■ TASK OBJECTIVE: Render every row below as a two-column CSV with the header instruction,points. Give one line per row, holding its instruction text and its answer, each in a single quoted field with line breaks replaced by spaces.

■ SOURCE DATA:
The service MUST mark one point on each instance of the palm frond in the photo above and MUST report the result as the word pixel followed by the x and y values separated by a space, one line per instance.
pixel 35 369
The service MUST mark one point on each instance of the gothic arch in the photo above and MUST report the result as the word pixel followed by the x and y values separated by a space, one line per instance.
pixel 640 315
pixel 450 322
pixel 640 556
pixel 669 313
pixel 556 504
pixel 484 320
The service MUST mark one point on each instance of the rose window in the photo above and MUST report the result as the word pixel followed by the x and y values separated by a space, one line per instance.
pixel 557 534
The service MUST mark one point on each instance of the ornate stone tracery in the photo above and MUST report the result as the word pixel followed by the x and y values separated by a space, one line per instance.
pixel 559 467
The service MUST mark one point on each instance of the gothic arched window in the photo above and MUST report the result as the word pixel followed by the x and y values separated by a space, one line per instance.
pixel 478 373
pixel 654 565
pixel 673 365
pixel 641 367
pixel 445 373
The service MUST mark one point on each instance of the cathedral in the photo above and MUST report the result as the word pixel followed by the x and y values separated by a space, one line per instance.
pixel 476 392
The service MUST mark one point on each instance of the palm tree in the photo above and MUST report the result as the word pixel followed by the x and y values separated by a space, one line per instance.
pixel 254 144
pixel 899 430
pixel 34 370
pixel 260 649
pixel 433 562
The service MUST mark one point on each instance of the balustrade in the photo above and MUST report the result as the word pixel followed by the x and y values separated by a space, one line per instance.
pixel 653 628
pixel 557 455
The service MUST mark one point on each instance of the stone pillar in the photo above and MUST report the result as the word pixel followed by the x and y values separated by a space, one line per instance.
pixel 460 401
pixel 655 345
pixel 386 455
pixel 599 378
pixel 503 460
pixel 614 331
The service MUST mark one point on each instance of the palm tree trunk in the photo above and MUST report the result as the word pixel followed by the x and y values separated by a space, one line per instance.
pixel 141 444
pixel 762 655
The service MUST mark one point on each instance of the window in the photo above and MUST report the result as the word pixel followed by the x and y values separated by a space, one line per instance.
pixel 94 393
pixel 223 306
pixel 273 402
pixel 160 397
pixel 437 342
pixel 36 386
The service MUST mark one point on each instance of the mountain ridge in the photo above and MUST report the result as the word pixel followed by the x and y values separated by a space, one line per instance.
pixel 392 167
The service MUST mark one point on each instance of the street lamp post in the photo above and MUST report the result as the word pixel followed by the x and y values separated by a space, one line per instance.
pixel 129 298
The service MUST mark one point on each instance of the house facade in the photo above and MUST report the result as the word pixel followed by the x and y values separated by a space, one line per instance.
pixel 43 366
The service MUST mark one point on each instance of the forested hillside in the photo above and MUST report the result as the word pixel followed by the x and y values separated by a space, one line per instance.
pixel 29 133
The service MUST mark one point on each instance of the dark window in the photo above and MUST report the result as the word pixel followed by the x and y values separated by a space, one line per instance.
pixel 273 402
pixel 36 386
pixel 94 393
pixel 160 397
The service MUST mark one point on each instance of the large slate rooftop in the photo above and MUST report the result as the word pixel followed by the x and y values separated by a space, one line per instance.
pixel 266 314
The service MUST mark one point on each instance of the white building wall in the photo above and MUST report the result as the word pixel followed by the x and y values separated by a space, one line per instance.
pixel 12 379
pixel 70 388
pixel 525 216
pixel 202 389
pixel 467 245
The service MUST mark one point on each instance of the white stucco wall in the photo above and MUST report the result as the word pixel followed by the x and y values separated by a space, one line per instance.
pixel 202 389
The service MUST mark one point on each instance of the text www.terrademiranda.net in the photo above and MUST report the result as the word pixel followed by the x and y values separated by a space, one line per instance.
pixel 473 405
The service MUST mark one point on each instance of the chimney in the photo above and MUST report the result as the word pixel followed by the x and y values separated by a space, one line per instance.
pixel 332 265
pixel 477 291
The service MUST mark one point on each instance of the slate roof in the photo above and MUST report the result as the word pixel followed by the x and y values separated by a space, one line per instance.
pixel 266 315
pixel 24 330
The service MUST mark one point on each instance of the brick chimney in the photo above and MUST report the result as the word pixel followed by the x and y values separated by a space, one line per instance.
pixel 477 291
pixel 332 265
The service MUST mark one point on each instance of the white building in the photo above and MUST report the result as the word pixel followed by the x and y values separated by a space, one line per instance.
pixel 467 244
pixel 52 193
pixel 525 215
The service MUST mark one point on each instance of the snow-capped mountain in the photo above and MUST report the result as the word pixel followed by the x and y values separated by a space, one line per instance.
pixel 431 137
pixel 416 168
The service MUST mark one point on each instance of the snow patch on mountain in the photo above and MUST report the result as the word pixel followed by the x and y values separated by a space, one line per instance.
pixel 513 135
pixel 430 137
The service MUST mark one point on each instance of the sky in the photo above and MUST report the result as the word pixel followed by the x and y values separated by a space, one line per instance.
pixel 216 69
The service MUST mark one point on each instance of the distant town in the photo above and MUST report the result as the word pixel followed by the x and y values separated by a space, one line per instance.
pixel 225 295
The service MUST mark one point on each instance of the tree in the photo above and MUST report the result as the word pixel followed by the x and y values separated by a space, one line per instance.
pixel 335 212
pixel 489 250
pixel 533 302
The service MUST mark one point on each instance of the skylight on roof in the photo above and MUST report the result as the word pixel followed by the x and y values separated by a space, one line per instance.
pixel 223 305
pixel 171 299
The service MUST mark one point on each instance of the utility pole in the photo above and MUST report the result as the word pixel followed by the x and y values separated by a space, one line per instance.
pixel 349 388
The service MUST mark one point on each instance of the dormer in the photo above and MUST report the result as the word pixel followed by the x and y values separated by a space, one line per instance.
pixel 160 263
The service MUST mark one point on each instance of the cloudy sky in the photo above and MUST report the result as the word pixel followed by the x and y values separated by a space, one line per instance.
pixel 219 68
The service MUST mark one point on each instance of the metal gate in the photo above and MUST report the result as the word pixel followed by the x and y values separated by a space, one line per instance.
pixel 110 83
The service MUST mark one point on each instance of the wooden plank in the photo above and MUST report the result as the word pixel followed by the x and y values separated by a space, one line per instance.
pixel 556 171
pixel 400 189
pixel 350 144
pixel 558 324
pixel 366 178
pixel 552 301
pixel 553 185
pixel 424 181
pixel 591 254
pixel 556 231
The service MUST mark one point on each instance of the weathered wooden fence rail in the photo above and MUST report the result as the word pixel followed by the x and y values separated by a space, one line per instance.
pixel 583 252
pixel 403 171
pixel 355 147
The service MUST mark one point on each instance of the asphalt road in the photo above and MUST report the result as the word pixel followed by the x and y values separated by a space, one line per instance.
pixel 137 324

■ EXERCISE OUTPUT:
instruction,points
"The service MUST mark one point on each instance of the palm frond in the photo above and MUST report the result as the word pixel followed by the x and y values separated by a space, one line per instance.","pixel 35 369"
"The service MUST mark one point on each instance of the gothic arch in the photo above and MUST report the result as the word pixel followed by the x and y values separated by a space, one line per instance.","pixel 640 315 pixel 450 322 pixel 640 556 pixel 669 313 pixel 556 504 pixel 484 320"
"The service MUST mark one point on each instance of the rose window in the photo above and MUST report the result as the word pixel followed by the x and y values separated by a space, one line per instance.","pixel 557 534"
"The service MUST mark one point on each instance of the ornate stone tracery in the photo above and MUST report the result as the word pixel followed by the x and y values separated by a space, one line per instance.","pixel 559 467"
"The service MUST mark one point on each instance of the gothic arched window in the photo above and MUST report the result as the word pixel followed by the x and y values separated by a space, one line per instance.","pixel 478 373 pixel 654 565 pixel 673 365 pixel 641 367 pixel 445 373"
"The service MUST mark one point on each instance of the cathedral in the photo above and MUST report the result as the word pixel followed by the x and y values separated by a space, one line per instance.","pixel 476 392"
"The service MUST mark one point on each instance of the palm tree in the photo above and MUST report the result as the word pixel followed by the x and y values separated by a space, one line per instance.","pixel 254 144 pixel 899 430 pixel 34 370 pixel 260 649 pixel 433 562"
"The service MUST mark one point on each instance of the balustrade in the photo above and MUST report the result as the word pixel followed by the x and y values separated by a space, one line per instance.","pixel 653 628 pixel 557 455"
"The service MUST mark one point on each instance of the stone pillar in the photo above and MUST report the result as the word pixel followed by the x and y values separated by a space, one line per instance.","pixel 460 401 pixel 655 345 pixel 386 455 pixel 599 378 pixel 503 460 pixel 614 331"
"The service MUST mark one point on each instance of the palm tree trunk in the photo above and MUST report the result as the word pixel followed by the x and y values separated by a space, one line per instance.","pixel 141 444 pixel 762 655"
"The service MUST mark one point on each instance of the window in the photo above and MUST report the result as the word pixel followed by the x and y values separated by a space, one line per instance.","pixel 94 393 pixel 223 306 pixel 273 402 pixel 160 397 pixel 437 342 pixel 36 386"
"The service MUST mark one point on each instance of the mountain ridge in the photo above and MUST report the result as the word pixel followed by the x and y values separated by a space, one line per instance.","pixel 392 167"
"The service MUST mark one point on each instance of the street lamp post in the photo above and MUST report the result as the word pixel followed by the x and y values separated by a space, one line per instance.","pixel 129 298"
"The service MUST mark one point on each instance of the house facade in the photo above and MUST report the result as the word pixel followed by the x and y values separated by a space, one line per instance.","pixel 43 366"
"The service MUST mark one point on each instance of the forested hillside in the photo above and MUST report the result as the word pixel followed by the x and y values separated by a space, one line per instance.","pixel 29 133"
"The service MUST mark one point on each instance of the dark window in the photo above and MUST report the result as the word pixel followed by the x and y values separated by a space, one line per instance.","pixel 273 402 pixel 36 386 pixel 94 393 pixel 160 397"
"The service MUST mark one point on each instance of the large slate rooftop in the photo above and MUST report the result as the word pixel followed by the x and y values separated by a space, one line per instance.","pixel 266 314"
"The service MUST mark one point on each instance of the white building wall in the photo above and MUST report the result as the word pixel followed by the x and y values separated by a space, one line per instance.","pixel 12 379 pixel 70 388 pixel 525 216 pixel 202 389 pixel 467 245"
"The service MUST mark one point on each instance of the white stucco wall in the photo above and MUST report the result as the word pixel followed by the x and y values separated by a space, one line per instance.","pixel 202 389"
"The service MUST mark one point on each instance of the text www.terrademiranda.net in the photo above and MUST report the result as the word pixel followed by the x and y values separated by a space, one line per instance.","pixel 473 405"
"The service MUST mark one point on each instance of the chimney in the photo above and MUST report the result as the word pixel followed by the x and y values separated by a space, one line per instance.","pixel 332 265 pixel 477 291"
"The service MUST mark one point on each instance of the slate roof in the photo above and MUST report the result as the word pixel followed by the x and y values separated by a space, one line per instance.","pixel 266 315 pixel 24 330"
"The service MUST mark one point on each instance of the brick chimney in the photo above and MUST report the result as the word pixel followed by the x and y values separated by a space, one line per instance.","pixel 477 291 pixel 332 265"
"The service MUST mark one point on each instance of the white building in the photo above and MUST report the result as the word pixel followed by the x and y values separated by a space, one line per instance.","pixel 467 244 pixel 52 193 pixel 525 215"
"The service MUST mark one point on each instance of the snow-capped mountain in the photo above and MUST report the result as the word pixel followed by the x and y values separated by a space, one line per instance.","pixel 431 137 pixel 416 168"
"The service MUST mark one point on each instance of the snow patch on mountain in the photo above and MUST report the result as the word pixel followed by the x and y values separated by a space, one line per instance.","pixel 513 135 pixel 430 137"
"The service MUST mark one point on each instance of the sky in the photo above and MUST report the result as the word pixel followed by the x and y values separated by a space, one line per instance.","pixel 216 69"
"The service MUST mark one point on each instance of the distant town in the photo above and MUST report the result as the word pixel followed by the x and y values separated by a space, one line per instance.","pixel 225 295"
"The service MUST mark one point on each instance of the tree in the photo above and MUST report the result as the word pixel followed by the x and y values separated by a space, one line per instance.","pixel 335 212 pixel 489 250 pixel 533 302"
"The service MUST mark one point on each instance of the skylight on roof in the photo above and MUST report the result as the word pixel followed by the x and y values separated by a space, one line per instance.","pixel 223 305 pixel 171 299"
"The service MUST mark one point on each instance of the utility pole in the photo above and MUST report the result as the word pixel followed by the x and y values separated by a space, one line per instance.","pixel 349 388"
"The service MUST mark one point on each instance of the dormer in the photo above and MUST report the result as the word pixel followed by the x and y values separated by a space, one line per instance.","pixel 160 263"
"The service MUST mark one point on each instance of the cloudy sky in the photo above and MUST report the result as the word pixel followed by the x and y values separated by a space, one line per instance.","pixel 219 68"
"The service MUST mark one point on each instance of the metal gate in the photo above and MUST report the result as the word pixel followed by the x and y values separated by a space, one line per instance.","pixel 110 83"
"The service MUST mark one point on each instance of the wooden plank in the photo above and MUST report the result as the word pixel followed by the x and y values separated by a space, one line per instance.","pixel 556 171 pixel 400 189 pixel 350 144 pixel 558 324 pixel 366 178 pixel 552 301 pixel 553 185 pixel 424 181 pixel 591 254 pixel 556 231"
"The service MUST mark one point on each instance of the weathered wooden fence rail in the photo above and MUST report the result as the word pixel followed by the x and y values separated by a space, one line per instance.","pixel 583 252 pixel 403 171 pixel 355 147"
"The service MUST mark one point on each instance of the asphalt road in the photo above and MUST report the result as the word pixel followed by the x and y values separated by a space, one line per instance.","pixel 137 324"